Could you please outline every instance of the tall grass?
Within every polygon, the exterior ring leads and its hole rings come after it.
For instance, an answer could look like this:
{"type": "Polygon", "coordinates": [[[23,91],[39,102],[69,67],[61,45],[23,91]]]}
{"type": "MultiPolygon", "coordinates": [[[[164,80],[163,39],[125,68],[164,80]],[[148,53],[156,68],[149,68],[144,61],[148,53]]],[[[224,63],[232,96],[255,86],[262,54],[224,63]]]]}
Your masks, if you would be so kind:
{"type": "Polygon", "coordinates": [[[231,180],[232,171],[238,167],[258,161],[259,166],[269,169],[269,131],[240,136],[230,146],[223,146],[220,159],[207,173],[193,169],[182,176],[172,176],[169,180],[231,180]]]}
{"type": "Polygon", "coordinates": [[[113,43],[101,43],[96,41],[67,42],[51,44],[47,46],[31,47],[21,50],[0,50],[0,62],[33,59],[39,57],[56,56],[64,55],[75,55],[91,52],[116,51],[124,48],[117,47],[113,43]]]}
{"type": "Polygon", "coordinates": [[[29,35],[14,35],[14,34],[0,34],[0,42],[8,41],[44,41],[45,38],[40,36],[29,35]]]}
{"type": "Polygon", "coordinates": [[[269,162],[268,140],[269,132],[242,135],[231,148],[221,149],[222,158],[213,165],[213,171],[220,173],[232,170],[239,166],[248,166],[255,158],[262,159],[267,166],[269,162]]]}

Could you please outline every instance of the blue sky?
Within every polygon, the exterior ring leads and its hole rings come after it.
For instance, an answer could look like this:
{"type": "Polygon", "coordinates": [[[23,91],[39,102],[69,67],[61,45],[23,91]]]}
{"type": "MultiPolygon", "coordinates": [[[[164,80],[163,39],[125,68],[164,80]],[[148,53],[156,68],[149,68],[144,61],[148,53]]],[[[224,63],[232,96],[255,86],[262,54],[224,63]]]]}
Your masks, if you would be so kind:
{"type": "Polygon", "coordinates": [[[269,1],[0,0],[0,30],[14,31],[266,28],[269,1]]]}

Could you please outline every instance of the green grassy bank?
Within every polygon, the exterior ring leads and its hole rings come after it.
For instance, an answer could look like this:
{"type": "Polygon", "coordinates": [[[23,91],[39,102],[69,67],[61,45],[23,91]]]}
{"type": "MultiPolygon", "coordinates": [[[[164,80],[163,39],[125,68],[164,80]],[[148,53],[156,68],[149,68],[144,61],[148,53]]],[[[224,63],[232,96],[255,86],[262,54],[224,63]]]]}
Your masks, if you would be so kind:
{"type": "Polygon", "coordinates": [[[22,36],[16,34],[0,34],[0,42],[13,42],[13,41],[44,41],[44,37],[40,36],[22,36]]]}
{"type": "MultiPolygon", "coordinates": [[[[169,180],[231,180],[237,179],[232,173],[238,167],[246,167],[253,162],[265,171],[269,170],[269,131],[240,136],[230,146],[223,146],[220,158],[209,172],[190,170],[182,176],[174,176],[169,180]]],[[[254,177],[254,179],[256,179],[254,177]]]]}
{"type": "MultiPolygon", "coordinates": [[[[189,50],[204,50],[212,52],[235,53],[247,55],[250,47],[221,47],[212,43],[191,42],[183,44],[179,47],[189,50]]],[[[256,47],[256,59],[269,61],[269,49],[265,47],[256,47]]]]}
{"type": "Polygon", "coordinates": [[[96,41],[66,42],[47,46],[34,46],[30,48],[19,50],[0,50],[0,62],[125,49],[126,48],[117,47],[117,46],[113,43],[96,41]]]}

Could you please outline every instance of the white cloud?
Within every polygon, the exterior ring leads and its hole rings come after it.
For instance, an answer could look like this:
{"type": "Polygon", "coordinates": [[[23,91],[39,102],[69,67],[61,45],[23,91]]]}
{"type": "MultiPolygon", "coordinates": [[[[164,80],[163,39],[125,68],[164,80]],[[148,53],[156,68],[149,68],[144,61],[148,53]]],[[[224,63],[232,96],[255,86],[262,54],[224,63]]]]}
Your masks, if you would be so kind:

Directive »
Rewrite all of the material above with "outer ring" substituted for every "exterior ring", leaving everything else the same.

Completed task »
Could you please outline every instance of the tall grass?
Within every polygon, the outer ring leads and its hole rings come after it.
For instance, an answer could look like this:
{"type": "Polygon", "coordinates": [[[23,91],[39,102],[69,67],[61,45],[23,91]]]}
{"type": "MultiPolygon", "coordinates": [[[[164,80],[163,39],[125,68],[164,80]],[[148,53],[156,68],[149,68],[144,61],[148,53]]],[[[224,63],[232,96],[255,86],[262,54],[224,63]]]]}
Your masks, if you would be so kind:
{"type": "Polygon", "coordinates": [[[231,180],[232,171],[238,167],[258,161],[259,166],[269,169],[269,131],[240,136],[230,146],[223,146],[220,159],[207,173],[193,169],[182,176],[172,176],[169,180],[231,180]]]}
{"type": "Polygon", "coordinates": [[[113,43],[101,43],[96,41],[67,42],[51,44],[47,46],[31,47],[21,50],[0,50],[0,62],[33,59],[39,57],[56,56],[64,55],[75,55],[91,52],[116,51],[124,48],[117,47],[113,43]]]}
{"type": "Polygon", "coordinates": [[[29,35],[14,35],[14,34],[0,34],[0,42],[8,41],[44,41],[45,38],[40,36],[29,35]]]}
{"type": "Polygon", "coordinates": [[[269,162],[268,140],[269,132],[242,135],[231,148],[221,149],[222,158],[213,165],[213,171],[220,173],[232,170],[239,166],[248,166],[255,158],[262,159],[267,166],[269,162]]]}

Could you please outline every instance of the blue sky?
Within every polygon, the outer ring leads and its hole rings come after it.
For instance, an answer could look like this:
{"type": "Polygon", "coordinates": [[[23,91],[39,102],[69,67],[61,45],[23,91]]]}
{"type": "MultiPolygon", "coordinates": [[[[164,80],[163,39],[125,68],[164,80]],[[148,53],[156,68],[149,68],[144,61],[148,53]]],[[[224,63],[232,96],[255,86],[262,54],[224,63]]]]}
Your masks, if you would be so kind:
{"type": "Polygon", "coordinates": [[[269,1],[0,0],[0,30],[14,31],[266,28],[269,1]]]}

Could you please outline every instance of the green grassy bank?
Within every polygon, the outer ring leads and its hole rings come after it.
For instance, an answer could look like this:
{"type": "Polygon", "coordinates": [[[23,91],[39,102],[69,67],[61,45],[23,91]]]}
{"type": "MultiPolygon", "coordinates": [[[[164,80],[163,39],[125,68],[164,80]],[[148,53],[156,68],[149,68],[144,61],[148,53]]],[[[224,63],[232,96],[255,86],[262,54],[224,63]]]]}
Your masks, if you would be so kind:
{"type": "Polygon", "coordinates": [[[22,36],[16,34],[0,34],[0,42],[13,42],[13,41],[44,41],[44,37],[40,36],[22,36]]]}
{"type": "MultiPolygon", "coordinates": [[[[169,180],[231,180],[237,179],[232,173],[238,167],[246,167],[253,162],[265,171],[269,170],[269,131],[240,136],[230,146],[223,146],[220,158],[209,172],[190,170],[182,176],[174,176],[169,180]]],[[[254,177],[254,179],[256,179],[254,177]]]]}
{"type": "MultiPolygon", "coordinates": [[[[189,50],[204,50],[212,52],[235,53],[247,55],[250,47],[221,47],[212,43],[191,42],[183,44],[179,47],[189,50]]],[[[256,47],[256,59],[269,61],[269,49],[265,47],[256,47]]]]}
{"type": "Polygon", "coordinates": [[[96,41],[66,42],[47,46],[34,46],[30,48],[19,50],[0,50],[0,62],[125,49],[126,48],[117,47],[117,46],[113,43],[96,41]]]}

Could you please outline every instance of the white cloud?
Within every polygon, the outer ring leads and its hole rings come after it.
For instance, an answer could look like this:
{"type": "Polygon", "coordinates": [[[23,91],[39,102],[69,67],[61,45],[23,91]]]}
{"type": "MultiPolygon", "coordinates": [[[[164,80],[163,39],[125,68],[164,80]],[[148,53],[156,68],[149,68],[144,61],[148,53]]],[[[224,63],[232,96],[255,86],[262,54],[224,63]]]]}
Your masks, if you would be so kind:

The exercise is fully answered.